WRITTEN REQUEST 1
Reproduce the passage of the design decisions page from "This document explains" up to and including "complex business logic.".

TEXT TO READ
----

Design Decisions & Architecture Rationale - yuzvak/flashsale-service GitHub Wiki

Design Decisions & Architecture Rationale

Overview

This document explains the key architectural decisions made in the flash sale microservice, including trade-offs, alternatives considered, and implementation rationale.

Domain-Driven Design (DDD) Implementation

Decision: Clean Architecture with DDD

Rationale: Separation of concerns, testability, and maintainability for complex business logic.

Project Structure

internal/
├── domain/           # Pure business logic, no external dependencies
│   ├── sale/        # Sale aggregate root
│   ├── user/        # User value objects
│   └── errors/      # Domain errors
├── application/     # Use cases and orchestration
│   ├── commands/    # Command handlers
│   ├── use_cases/   # Business workflows
│   └── ports/       # Interface definitions
└── infrastructure/ # External concerns
    ├── persistence/ # Database implementations
    ├── http/        # HTTP handlers
    └── monitoring/  # Observability

Benefits:

  • Clear separation between business logic and infrastructure
  • Easy to test domain logic in isolation
  • Framework-agnostic design
  • Scalable codebase structure

Trade-offs:

  • More boilerplate code than simple layered architecture
  • Learning curve for developers unfamiliar with DDD

Database Design Decisions

Decision: PostgreSQL with Normalized Schema

Alternative Considered: NoSQL databases (MongoDB, DynamoDB)

----

PROVIDED MATERIAL

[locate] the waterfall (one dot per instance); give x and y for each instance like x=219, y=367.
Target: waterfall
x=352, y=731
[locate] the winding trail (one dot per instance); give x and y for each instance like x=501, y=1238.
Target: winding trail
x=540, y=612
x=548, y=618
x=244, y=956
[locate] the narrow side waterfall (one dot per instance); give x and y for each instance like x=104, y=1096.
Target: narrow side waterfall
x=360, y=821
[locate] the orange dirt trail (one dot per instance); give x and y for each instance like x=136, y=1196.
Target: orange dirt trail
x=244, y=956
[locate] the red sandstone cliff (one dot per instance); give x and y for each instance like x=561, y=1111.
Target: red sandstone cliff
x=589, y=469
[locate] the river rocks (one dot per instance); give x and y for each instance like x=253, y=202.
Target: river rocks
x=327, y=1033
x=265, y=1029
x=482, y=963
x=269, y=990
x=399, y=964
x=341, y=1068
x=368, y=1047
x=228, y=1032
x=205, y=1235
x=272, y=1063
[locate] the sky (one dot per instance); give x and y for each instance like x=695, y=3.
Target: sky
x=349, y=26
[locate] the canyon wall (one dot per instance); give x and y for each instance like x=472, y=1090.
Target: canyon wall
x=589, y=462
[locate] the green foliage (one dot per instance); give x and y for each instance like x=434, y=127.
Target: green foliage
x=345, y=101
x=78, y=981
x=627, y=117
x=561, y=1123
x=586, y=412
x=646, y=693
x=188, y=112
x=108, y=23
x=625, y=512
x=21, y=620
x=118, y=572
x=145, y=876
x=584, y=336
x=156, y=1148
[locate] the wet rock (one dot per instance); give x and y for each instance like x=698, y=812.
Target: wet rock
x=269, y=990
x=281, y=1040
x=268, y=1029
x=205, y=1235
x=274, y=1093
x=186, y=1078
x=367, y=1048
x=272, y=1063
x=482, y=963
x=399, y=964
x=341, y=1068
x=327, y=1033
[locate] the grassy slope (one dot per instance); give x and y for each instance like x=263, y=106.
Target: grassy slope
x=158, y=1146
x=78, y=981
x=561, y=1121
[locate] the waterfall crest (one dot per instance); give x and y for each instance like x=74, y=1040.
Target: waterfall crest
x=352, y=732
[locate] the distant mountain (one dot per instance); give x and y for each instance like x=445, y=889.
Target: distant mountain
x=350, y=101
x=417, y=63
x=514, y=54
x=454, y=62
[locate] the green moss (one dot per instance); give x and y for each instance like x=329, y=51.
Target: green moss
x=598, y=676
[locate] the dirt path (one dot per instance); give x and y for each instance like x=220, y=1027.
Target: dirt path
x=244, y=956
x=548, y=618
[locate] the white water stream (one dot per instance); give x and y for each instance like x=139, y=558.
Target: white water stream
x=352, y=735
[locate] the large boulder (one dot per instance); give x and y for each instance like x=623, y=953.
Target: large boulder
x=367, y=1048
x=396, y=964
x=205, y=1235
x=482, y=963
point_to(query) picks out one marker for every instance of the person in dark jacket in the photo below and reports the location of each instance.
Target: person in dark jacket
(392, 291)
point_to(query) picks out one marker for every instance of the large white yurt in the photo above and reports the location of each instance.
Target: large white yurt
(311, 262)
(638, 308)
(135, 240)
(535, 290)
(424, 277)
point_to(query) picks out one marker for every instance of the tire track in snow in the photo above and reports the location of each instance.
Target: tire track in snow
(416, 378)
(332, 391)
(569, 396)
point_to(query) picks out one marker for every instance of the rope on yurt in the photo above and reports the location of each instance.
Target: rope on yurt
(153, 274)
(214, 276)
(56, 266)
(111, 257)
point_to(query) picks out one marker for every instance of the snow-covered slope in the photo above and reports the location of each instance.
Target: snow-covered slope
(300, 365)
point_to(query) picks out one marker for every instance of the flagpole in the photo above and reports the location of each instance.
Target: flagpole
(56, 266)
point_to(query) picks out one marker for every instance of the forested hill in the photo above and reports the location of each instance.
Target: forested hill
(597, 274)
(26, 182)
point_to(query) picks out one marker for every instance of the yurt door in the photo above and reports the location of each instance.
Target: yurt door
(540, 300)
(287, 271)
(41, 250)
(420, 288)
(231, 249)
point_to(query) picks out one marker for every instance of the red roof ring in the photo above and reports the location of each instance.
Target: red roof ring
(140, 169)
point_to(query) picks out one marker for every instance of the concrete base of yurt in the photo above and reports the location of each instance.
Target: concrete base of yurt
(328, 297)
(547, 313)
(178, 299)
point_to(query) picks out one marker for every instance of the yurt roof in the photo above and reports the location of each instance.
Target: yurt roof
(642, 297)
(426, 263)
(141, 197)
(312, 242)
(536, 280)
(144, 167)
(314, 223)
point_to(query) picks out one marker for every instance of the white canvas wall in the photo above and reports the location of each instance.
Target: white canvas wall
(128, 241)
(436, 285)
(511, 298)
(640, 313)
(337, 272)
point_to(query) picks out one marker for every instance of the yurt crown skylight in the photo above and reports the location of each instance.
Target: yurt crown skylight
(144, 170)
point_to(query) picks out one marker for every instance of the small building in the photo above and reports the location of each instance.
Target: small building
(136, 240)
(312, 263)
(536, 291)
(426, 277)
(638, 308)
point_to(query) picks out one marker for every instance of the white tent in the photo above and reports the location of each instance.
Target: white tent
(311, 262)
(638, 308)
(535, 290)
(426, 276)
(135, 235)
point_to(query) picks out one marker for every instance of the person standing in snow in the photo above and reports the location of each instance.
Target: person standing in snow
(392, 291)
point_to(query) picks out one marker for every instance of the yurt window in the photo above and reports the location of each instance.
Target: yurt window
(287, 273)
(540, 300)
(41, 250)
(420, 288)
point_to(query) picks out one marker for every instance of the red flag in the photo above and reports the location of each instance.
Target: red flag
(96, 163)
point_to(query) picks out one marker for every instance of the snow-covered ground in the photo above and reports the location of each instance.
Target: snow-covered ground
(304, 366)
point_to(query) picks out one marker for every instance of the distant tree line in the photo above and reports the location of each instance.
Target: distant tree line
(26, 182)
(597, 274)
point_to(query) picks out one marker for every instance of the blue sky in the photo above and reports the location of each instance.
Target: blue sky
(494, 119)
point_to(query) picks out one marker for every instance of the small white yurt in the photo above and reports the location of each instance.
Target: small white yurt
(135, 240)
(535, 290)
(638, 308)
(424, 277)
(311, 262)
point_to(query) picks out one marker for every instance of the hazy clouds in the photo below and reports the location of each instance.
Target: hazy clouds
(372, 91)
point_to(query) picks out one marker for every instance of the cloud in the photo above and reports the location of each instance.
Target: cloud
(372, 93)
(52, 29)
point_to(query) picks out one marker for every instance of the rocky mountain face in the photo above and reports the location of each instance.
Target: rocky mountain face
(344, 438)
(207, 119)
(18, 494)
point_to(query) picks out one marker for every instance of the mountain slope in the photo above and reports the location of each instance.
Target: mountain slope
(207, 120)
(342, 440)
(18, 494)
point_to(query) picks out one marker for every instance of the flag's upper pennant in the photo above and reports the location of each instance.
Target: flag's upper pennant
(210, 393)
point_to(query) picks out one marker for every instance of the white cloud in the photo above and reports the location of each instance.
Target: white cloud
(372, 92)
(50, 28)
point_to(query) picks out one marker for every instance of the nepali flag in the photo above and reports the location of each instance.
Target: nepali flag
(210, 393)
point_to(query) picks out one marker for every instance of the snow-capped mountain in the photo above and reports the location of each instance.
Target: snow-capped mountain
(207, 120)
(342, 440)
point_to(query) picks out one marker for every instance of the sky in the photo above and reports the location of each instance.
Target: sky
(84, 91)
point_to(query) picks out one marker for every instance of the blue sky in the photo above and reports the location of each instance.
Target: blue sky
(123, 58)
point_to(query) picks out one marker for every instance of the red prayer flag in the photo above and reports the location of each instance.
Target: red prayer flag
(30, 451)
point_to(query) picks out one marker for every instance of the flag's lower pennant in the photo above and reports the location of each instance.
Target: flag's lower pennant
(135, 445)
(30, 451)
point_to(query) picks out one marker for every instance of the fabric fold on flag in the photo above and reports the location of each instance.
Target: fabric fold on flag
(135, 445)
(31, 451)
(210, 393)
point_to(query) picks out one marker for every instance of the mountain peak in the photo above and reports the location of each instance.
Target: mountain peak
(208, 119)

----

WRITTEN REQUEST 2
Revise the entries from their first line up to and including the line with "x=156, y=1148", changing "foliage" to "vegetation" and keeping everything else the same. Give only those lines.

WRITTEN SOLUTION 1
This document explains the key architectural decisions made in the flash sale microservice, including trade-offs, alternatives considered, and implementation rationale.

Domain-Driven Design (DDD) Implementation

Decision: Clean Architecture with DDD

Rationale: Separation of concerns, testability, and maintainability for complex business logic.

WRITTEN SOLUTION 2
[locate] the waterfall (one dot per instance); give x and y for each instance like x=219, y=367.
Target: waterfall
x=352, y=731
[locate] the winding trail (one dot per instance); give x and y for each instance like x=501, y=1238.
Target: winding trail
x=540, y=612
x=548, y=618
x=244, y=956
[locate] the narrow side waterfall (one dot per instance); give x and y for each instance like x=104, y=1096.
Target: narrow side waterfall
x=360, y=821
[locate] the orange dirt trail (one dot per instance); give x and y for each instance like x=136, y=1196.
Target: orange dirt trail
x=244, y=956
[locate] the red sandstone cliff (one dot per instance); give x and y for each instance like x=561, y=1111.
Target: red sandstone cliff
x=589, y=469
[locate] the river rocks (one dot per instance); give x and y for each instance like x=253, y=202.
Target: river rocks
x=327, y=1033
x=265, y=1029
x=482, y=963
x=269, y=990
x=399, y=964
x=341, y=1068
x=368, y=1047
x=228, y=1032
x=205, y=1235
x=272, y=1063
[locate] the sky (one dot per instance); give x and y for each instance like x=695, y=3.
Target: sky
x=349, y=26
[locate] the canyon wall (one dot per instance); give x and y for each instance like x=472, y=1090.
Target: canyon wall
x=589, y=462
[locate] the green vegetation (one dot per instance); give x and y for each instance like x=434, y=127.
Target: green vegetation
x=345, y=101
x=78, y=981
x=627, y=117
x=561, y=1123
x=586, y=412
x=646, y=693
x=188, y=112
x=108, y=23
x=625, y=512
x=21, y=620
x=118, y=572
x=145, y=876
x=584, y=336
x=156, y=1148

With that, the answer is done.